-- BEGIN Entries shown --

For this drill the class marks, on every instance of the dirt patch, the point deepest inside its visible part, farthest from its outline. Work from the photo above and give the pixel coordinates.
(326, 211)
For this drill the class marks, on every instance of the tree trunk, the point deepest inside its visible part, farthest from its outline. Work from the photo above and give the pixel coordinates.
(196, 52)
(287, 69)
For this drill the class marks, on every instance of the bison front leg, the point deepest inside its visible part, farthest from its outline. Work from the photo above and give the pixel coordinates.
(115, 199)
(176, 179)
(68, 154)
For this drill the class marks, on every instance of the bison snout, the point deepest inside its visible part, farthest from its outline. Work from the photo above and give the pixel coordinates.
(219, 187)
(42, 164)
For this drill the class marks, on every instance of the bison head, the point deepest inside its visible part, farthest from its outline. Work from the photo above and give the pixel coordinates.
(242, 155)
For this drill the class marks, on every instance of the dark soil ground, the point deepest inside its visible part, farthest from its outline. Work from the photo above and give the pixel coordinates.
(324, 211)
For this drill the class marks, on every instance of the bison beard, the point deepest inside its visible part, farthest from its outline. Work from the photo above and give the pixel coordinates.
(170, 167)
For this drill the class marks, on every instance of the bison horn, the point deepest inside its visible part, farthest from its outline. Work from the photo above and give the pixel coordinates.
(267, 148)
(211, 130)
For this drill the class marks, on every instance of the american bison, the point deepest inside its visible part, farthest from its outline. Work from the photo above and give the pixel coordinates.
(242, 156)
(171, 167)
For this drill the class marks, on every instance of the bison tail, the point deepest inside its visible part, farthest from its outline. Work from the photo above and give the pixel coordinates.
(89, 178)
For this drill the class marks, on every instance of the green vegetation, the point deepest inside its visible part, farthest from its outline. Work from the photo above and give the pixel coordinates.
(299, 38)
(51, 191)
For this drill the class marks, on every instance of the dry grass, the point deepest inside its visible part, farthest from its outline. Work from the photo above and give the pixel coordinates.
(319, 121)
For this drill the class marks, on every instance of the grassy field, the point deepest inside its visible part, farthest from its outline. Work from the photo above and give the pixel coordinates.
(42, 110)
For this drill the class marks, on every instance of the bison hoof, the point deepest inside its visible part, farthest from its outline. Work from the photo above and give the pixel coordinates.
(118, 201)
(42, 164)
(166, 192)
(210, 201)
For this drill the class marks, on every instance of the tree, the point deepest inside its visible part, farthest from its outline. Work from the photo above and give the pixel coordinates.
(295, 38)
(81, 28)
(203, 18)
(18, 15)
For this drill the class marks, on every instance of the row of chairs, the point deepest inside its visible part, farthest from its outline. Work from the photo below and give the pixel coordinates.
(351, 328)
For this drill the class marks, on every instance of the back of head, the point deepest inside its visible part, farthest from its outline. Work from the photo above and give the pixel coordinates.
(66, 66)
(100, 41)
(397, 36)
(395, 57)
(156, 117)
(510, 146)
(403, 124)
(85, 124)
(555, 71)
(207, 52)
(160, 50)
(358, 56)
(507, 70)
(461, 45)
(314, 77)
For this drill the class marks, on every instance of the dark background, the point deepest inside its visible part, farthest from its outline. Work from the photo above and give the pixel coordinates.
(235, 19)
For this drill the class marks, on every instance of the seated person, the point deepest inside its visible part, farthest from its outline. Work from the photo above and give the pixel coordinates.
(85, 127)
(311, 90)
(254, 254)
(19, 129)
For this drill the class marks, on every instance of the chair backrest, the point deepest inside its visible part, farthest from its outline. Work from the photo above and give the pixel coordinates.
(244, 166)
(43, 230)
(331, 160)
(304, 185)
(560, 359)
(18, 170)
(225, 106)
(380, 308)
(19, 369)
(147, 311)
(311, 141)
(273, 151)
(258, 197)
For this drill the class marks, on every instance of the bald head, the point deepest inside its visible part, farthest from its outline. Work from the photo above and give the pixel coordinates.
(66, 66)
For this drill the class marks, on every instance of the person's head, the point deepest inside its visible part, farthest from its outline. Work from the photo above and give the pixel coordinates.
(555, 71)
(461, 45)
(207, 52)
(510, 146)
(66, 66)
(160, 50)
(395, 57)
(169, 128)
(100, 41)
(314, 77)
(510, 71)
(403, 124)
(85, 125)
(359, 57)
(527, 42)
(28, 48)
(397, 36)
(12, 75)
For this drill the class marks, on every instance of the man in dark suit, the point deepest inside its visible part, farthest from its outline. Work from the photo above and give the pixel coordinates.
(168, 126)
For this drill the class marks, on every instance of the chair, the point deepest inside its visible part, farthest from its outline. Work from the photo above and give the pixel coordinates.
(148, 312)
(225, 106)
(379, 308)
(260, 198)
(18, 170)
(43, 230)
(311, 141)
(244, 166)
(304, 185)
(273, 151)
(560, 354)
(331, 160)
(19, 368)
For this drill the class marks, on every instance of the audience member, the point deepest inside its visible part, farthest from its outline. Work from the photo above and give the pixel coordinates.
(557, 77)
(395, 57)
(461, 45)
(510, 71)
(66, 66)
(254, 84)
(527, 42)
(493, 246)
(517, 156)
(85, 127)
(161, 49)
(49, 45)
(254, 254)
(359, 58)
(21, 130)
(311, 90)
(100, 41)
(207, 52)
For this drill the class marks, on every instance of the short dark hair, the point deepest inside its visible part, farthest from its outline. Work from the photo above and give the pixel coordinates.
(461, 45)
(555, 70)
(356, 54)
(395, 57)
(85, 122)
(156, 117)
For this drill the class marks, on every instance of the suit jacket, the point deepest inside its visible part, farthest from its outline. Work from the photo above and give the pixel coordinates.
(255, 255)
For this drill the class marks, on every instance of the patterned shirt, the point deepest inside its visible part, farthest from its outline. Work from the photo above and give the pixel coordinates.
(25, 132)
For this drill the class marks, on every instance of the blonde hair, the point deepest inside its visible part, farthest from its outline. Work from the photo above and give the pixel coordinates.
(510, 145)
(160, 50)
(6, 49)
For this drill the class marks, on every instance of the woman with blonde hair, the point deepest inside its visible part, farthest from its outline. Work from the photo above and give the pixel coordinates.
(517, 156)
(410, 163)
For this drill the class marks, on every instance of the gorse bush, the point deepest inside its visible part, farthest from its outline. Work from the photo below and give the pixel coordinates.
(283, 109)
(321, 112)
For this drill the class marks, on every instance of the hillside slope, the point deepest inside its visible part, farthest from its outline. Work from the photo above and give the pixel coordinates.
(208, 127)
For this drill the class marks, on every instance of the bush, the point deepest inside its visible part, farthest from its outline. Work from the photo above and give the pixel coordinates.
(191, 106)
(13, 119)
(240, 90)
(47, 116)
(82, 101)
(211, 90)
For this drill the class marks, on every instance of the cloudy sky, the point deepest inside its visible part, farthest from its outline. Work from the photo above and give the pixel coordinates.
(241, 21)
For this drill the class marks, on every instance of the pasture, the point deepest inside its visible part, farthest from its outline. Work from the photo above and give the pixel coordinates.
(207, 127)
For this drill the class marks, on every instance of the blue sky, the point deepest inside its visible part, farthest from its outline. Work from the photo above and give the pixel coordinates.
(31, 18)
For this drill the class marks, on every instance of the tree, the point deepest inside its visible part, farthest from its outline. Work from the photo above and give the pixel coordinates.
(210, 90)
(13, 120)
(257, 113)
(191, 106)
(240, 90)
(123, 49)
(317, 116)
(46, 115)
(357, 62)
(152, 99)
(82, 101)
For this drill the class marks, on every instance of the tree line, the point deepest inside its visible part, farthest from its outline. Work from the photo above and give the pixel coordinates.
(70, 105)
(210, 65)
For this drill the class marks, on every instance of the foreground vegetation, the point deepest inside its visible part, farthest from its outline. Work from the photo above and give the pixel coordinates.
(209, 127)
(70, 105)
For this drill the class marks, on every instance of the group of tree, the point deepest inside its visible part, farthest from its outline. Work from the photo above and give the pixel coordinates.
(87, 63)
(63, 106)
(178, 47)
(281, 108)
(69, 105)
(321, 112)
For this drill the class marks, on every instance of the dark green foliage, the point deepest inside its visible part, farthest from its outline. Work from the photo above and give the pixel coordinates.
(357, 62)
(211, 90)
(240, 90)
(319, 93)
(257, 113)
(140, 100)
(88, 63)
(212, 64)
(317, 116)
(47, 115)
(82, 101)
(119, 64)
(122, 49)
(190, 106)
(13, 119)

-- END Entries shown --

Work required –
Repeat only the stretch of lines that opens with the line containing "of the cloudy" and closes with the final line of the entries, both included, exactly as written.

Solution for this exercise –
For this drill the class marks, on every instance of the cloudy sky, the point deepest inside its visible part, farthest from its outline. Work from the photo above and give the pixel coordinates.
(241, 21)
For this drill the class marks, on every instance of the pasture, the point deepest inside its visible part, farthest from its outline. Work from the photo above and give the pixel coordinates.
(207, 127)
For this drill the class marks, on every instance of the blue sky, the point deepest inside its visible part, farthest from its outline. Work from the photo above and give the pixel coordinates.
(31, 18)
For this drill the class marks, on every instance of the tree, the point deepest inside its visible part, farthest from its outline. Work from the photo above and give the pixel coordinates.
(210, 90)
(13, 120)
(257, 113)
(191, 106)
(240, 90)
(123, 49)
(317, 116)
(46, 115)
(357, 62)
(152, 99)
(82, 101)
For this drill the class marks, on every instance of the tree line, the point deepest inside its visible part, farthest from its outline. Work from the photo above and give the pixel coordinates.
(70, 105)
(210, 65)
For this drill the class marks, on every instance of the foreground vegetation, the point deepest inside its visible part, farthest from its outline. Work from the photo above and give the pixel coordinates.
(209, 127)
(70, 105)
For this drill the class marks, on every instance of the group of tree, the point deepest inside its visible part, farthest from its outline. Work from the photo above and give the pixel coordinates.
(87, 63)
(63, 106)
(178, 47)
(281, 108)
(69, 105)
(321, 112)
For this drill the class marks, on every instance of the dark green foliage, the point deepest inside its visible part, farthest from its outline. Work from the photo above and give the pixel coordinates.
(357, 62)
(211, 90)
(240, 90)
(319, 93)
(257, 113)
(140, 100)
(88, 63)
(212, 64)
(317, 116)
(47, 115)
(82, 101)
(119, 64)
(122, 49)
(190, 106)
(13, 119)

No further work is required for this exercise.